ACTIVITY:
From the data below, report how many lines contain the word "canvas", giving the number and nothing else.

Point localization data

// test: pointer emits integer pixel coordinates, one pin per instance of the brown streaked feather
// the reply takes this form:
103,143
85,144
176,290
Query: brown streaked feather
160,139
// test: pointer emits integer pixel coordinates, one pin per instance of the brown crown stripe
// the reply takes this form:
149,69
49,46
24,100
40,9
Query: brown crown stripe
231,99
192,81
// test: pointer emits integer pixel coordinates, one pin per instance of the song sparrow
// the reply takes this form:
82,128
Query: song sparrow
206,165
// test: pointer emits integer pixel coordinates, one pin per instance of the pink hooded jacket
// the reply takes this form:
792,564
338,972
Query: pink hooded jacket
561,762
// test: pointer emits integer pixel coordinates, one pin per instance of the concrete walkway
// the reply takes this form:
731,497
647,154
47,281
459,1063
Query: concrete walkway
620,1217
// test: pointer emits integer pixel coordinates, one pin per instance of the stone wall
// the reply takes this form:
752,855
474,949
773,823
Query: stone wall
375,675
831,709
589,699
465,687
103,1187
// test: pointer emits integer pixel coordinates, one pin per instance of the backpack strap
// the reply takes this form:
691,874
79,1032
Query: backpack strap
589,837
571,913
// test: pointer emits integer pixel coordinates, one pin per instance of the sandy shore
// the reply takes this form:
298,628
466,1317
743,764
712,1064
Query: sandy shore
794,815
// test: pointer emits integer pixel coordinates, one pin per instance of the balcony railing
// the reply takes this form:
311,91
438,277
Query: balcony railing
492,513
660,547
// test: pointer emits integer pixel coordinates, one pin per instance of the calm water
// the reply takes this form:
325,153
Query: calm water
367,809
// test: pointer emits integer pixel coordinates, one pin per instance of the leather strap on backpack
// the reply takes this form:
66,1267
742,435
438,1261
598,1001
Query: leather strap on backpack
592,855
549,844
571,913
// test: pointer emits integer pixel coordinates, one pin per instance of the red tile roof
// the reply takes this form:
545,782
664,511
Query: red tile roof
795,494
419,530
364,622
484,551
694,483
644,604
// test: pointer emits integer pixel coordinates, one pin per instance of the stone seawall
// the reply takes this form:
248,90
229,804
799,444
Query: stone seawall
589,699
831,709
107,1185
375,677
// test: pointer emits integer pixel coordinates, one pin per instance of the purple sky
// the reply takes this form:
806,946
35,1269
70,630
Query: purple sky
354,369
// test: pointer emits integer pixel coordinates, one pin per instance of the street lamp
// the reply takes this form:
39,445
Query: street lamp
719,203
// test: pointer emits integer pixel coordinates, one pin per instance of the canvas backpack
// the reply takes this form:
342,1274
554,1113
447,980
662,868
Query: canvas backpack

EXERCISE OUTPUT:
2